*Excerpted passage:*
+ + + + + + +

The singer and I had a short rehearsal on right before the program. And then it was time to basically sight-read two solo pieces in front of an audience. I hadn't touched either one in about a year and I had to trust that somehow they would be alright. Sound like your idea of fun?
In the first place, I chose a couple of pieces I thought would let me get away with that. One was very short and slow and pretty easy. The other, longer and faster, still had gone pretty well the last time I played it in public about a year ago. I hadn't thought of it since, but, hey, here goes....
If you are wondering how I thought I could make this work, that is the point of this blog. Because the piece I played, a little Mozart Rondo, sounds like it has a lot of things going on. There are quite a few fast runs, lots of notes per square second, enough to saturate the ear with details. But the details aren't what I was fastened on to. To give just one of numerous examples of how a professional pianist must be able to think, here's one pretty simple passage toward the end of the piece:
Now, you might be looking at a lot of notes. But to me that's just a D Major scale. I can play one of those in the dark backwards while whistling When the Saints Go Marching In and reading the paper. What my eye wants to know is simply where the landmarks of that passage are. What note starts the ascent and when does it end. In other words, I see this:
The dots that are left are unique to the passage itself. The rest (represented by those lines in between) is just a scale, with its pre-learned, prefabricated fingering and all. It's about pattern recognition.

+ + + + + + +

*Stated exercise a:* Reproduce the passage about sight-reading a Mozart rondo word for word, in its entirety.

*Data for processing:*
+ + + + + + +

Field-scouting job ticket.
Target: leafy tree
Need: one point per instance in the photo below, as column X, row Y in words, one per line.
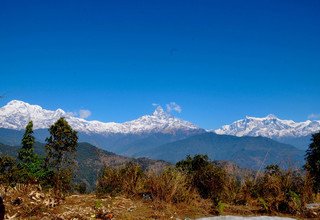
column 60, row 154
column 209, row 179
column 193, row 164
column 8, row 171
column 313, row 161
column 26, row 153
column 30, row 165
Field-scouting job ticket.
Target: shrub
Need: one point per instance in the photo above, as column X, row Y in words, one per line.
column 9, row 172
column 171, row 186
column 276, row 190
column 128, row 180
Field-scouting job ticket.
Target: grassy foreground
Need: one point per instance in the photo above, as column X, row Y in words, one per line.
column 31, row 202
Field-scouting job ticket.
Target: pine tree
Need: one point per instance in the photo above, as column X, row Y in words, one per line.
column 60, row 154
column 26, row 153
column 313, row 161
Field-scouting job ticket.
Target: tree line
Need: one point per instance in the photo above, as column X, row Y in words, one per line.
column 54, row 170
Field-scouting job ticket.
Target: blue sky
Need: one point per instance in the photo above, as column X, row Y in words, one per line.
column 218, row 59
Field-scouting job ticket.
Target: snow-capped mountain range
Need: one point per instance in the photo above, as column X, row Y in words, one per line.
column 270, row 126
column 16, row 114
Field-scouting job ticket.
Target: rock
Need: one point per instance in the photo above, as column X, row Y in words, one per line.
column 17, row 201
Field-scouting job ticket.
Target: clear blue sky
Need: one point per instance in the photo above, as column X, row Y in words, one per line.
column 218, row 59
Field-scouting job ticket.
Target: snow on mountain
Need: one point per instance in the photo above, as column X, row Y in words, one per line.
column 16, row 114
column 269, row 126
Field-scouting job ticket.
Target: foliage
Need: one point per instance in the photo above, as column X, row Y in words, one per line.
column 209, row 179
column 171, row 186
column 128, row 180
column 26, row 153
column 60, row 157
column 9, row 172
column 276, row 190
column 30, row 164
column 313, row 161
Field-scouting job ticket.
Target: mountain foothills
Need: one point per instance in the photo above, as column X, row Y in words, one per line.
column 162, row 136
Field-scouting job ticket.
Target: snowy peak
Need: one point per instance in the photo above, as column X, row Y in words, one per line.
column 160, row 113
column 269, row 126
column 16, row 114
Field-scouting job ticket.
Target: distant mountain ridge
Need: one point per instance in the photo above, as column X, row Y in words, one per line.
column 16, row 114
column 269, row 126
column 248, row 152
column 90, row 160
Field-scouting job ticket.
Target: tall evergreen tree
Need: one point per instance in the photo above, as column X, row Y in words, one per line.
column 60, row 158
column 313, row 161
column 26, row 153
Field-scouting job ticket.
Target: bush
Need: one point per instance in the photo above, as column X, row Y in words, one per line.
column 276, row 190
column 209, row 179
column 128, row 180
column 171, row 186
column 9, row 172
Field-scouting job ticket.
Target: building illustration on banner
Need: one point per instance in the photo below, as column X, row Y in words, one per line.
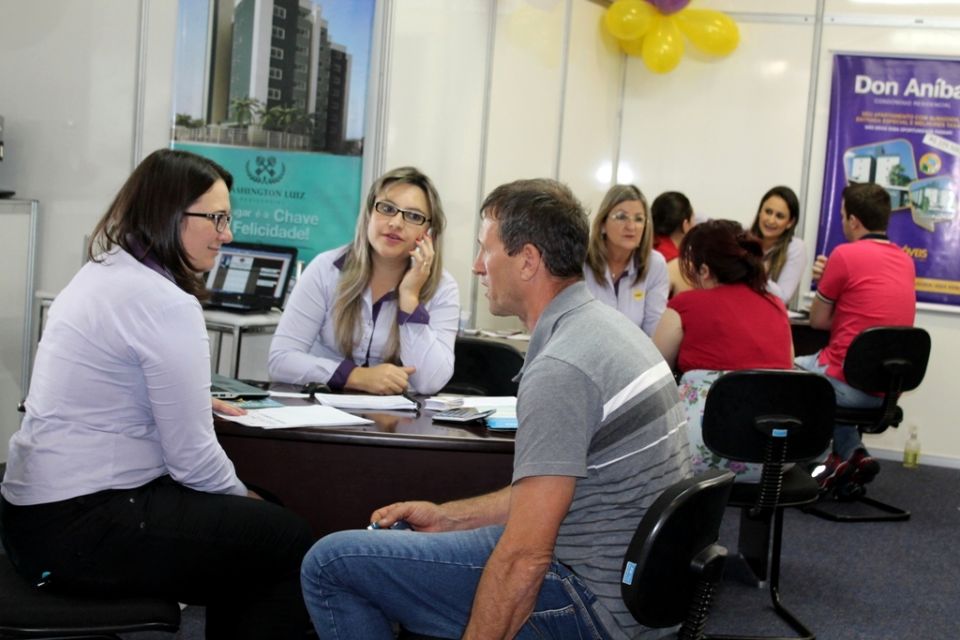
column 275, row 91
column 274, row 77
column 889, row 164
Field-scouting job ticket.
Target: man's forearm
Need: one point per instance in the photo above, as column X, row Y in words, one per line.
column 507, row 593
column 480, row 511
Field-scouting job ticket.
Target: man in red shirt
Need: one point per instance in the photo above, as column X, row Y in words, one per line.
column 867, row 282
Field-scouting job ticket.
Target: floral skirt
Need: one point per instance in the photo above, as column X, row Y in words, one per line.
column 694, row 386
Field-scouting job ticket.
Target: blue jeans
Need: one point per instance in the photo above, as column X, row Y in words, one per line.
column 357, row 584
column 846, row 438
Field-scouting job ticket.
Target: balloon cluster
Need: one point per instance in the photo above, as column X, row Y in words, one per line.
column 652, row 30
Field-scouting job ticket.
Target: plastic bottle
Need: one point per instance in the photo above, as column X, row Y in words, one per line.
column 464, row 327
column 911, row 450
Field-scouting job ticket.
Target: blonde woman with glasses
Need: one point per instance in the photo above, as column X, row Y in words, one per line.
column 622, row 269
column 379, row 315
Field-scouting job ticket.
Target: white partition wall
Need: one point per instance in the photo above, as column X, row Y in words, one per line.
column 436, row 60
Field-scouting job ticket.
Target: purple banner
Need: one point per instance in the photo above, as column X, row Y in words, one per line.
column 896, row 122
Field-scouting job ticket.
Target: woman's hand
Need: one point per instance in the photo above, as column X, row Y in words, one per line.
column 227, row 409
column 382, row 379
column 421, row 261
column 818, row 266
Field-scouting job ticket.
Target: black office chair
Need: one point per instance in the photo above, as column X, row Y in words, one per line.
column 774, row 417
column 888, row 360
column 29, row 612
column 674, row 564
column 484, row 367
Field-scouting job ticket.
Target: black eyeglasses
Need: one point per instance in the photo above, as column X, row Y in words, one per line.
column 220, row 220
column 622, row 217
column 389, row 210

+ + + + + + +

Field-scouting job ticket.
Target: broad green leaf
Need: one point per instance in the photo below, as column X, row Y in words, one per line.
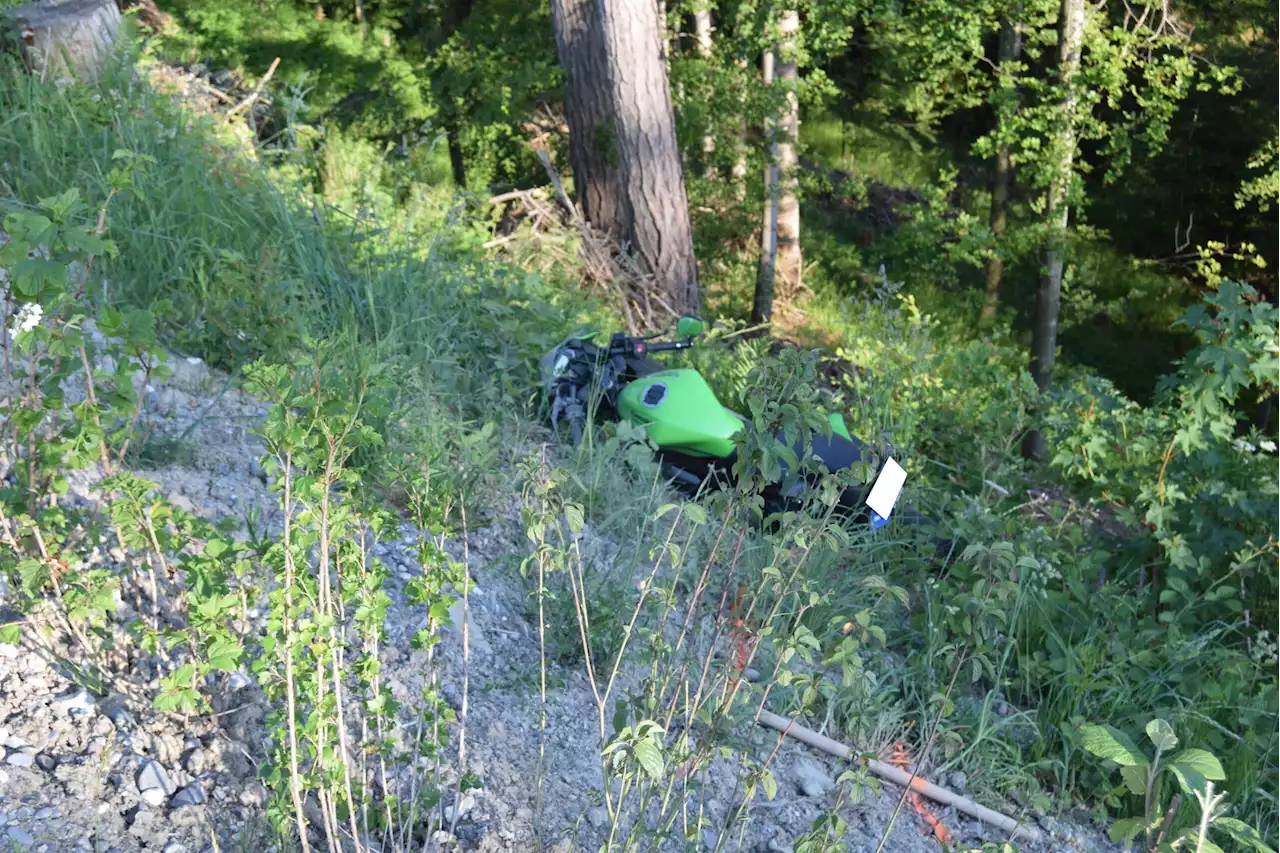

+ + + + + + +

*Stated exercise b:* Find every line in the records that contains the string "woman", and copy each such line. Treat uppercase and lowercase as distinct.

*Full answer a:*
The singer and I had a short rehearsal on right before the program. And then it was time to basically sight-read two solo pieces in front of an audience. I hadn't touched either one in about a year and I had to trust that somehow they would be alright. Sound like your idea of fun?
In the first place, I chose a couple of pieces I thought would let me get away with that. One was very short and slow and pretty easy. The other, longer and faster, still had gone pretty well the last time I played it in public about a year ago. I hadn't thought of it since, but, hey, here goes....
If you are wondering how I thought I could make this work, that is the point of this blog. Because the piece I played, a little Mozart Rondo, sounds like it has a lot of things going on. There are quite a few fast runs, lots of notes per square second, enough to saturate the ear with details. But the details aren't what I was fastened on to. To give just one of numerous examples of how a professional pianist must be able to think, here's one pretty simple passage toward the end of the piece:
Now, you might be looking at a lot of notes. But to me that's just a D Major scale. I can play one of those in the dark backwards while whistling When the Saints Go Marching In and reading the paper. What my eye wants to know is simply where the landmarks of that passage are. What note starts the ascent and when does it end. In other words, I see this:
The dots that are left are unique to the passage itself. The rest (represented by those lines in between) is just a scale, with its pre-learned, prefabricated fingering and all. It's about pattern recognition.

*Full answer b:*
Target: blonde woman with glasses
Target: woman's hand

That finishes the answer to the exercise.